[YOUR INSTRUCTIONS] Where does the word "squirrel" appear in the data? Copy every line that holds it.

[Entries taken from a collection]
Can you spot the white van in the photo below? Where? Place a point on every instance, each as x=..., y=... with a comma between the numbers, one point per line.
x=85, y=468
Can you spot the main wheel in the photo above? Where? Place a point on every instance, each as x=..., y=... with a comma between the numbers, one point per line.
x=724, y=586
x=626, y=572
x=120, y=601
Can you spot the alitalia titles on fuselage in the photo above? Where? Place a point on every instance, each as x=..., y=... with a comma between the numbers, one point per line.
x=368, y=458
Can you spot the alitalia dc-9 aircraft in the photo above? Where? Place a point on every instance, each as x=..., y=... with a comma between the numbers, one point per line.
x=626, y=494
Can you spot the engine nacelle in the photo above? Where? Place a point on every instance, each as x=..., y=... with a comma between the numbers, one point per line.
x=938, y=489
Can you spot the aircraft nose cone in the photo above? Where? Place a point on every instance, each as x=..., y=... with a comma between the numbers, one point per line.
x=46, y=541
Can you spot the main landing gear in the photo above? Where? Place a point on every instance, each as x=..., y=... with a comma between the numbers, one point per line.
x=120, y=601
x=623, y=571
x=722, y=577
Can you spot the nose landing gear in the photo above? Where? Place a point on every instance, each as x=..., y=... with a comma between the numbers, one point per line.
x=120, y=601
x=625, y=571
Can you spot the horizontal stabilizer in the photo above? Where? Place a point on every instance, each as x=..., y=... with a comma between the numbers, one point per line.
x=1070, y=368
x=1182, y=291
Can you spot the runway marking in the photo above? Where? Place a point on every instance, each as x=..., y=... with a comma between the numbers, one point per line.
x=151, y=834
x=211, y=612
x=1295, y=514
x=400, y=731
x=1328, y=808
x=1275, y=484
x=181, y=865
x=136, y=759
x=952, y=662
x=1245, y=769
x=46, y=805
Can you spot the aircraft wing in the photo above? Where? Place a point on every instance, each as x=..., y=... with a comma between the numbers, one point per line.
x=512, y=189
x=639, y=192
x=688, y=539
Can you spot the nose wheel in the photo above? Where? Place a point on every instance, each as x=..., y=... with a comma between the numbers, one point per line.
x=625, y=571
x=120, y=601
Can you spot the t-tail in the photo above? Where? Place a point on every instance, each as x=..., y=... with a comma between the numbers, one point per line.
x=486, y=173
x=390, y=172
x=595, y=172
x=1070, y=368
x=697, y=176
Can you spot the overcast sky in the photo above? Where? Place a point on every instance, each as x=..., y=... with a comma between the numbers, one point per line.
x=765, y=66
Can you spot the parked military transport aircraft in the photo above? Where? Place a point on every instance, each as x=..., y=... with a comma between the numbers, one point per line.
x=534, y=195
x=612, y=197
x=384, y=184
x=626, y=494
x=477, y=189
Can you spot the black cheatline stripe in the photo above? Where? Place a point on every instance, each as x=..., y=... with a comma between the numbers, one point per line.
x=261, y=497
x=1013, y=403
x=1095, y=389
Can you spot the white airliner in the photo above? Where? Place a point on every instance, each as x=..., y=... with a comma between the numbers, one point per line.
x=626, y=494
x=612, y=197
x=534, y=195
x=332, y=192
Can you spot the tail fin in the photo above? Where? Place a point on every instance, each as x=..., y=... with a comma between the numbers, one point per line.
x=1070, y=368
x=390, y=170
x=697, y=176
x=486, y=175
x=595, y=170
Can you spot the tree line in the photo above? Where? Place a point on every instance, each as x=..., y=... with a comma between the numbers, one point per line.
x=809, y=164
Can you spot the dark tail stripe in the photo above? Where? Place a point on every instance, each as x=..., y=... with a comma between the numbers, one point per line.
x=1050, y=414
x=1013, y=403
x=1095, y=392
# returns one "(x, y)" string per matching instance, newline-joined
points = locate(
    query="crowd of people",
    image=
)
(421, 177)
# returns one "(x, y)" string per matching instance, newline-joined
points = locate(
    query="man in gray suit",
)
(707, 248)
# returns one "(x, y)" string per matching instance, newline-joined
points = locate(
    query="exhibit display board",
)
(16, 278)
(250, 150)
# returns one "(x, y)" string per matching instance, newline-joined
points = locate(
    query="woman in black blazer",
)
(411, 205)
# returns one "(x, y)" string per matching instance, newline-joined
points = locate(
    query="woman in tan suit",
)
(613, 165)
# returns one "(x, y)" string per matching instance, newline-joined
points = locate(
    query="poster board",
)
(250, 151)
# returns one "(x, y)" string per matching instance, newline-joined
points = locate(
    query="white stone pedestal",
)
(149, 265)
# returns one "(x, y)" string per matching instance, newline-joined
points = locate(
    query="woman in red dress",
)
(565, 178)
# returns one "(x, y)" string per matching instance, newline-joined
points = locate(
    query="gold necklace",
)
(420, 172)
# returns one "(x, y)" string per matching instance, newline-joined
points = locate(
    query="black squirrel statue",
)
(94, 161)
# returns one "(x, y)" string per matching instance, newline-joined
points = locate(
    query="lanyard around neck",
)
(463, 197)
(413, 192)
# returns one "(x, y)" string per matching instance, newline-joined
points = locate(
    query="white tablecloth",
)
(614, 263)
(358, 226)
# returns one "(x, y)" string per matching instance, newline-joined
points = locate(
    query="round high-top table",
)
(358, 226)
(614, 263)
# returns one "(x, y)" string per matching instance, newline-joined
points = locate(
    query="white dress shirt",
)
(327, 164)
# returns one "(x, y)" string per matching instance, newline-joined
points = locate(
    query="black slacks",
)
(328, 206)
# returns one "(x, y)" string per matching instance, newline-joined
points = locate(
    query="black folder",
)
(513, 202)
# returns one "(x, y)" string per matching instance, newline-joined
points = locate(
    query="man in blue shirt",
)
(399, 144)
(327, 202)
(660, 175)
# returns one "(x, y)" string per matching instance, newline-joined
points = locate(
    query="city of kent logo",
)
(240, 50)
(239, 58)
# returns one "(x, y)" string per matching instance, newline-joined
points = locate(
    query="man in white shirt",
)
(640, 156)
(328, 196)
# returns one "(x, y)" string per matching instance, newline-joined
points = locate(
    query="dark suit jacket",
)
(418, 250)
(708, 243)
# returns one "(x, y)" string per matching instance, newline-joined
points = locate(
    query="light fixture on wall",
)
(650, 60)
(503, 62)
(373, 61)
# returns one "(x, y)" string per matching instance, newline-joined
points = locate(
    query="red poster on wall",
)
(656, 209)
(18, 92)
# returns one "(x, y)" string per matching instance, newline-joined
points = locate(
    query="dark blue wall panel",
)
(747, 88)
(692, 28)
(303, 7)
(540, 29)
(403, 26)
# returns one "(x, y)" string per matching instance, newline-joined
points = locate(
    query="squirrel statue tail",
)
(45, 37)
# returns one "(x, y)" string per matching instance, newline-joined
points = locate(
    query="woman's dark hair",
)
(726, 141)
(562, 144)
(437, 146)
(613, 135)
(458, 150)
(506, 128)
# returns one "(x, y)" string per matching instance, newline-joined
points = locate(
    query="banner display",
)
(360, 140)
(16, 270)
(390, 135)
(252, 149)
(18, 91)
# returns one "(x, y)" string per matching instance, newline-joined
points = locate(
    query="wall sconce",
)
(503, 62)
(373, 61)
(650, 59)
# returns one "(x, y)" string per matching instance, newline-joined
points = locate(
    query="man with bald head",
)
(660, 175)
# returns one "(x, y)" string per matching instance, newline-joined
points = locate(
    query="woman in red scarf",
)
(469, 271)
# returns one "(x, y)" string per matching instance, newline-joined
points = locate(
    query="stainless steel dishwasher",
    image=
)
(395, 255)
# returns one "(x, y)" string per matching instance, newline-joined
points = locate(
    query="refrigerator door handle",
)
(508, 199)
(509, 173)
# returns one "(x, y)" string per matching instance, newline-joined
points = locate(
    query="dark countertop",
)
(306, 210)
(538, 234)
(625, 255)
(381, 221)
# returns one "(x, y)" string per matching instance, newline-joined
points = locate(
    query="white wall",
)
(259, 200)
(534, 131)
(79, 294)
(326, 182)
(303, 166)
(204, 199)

[ANSWER TO THE EXERCISE]
    query="black squirrel statue",
    query="squirrel statue tail",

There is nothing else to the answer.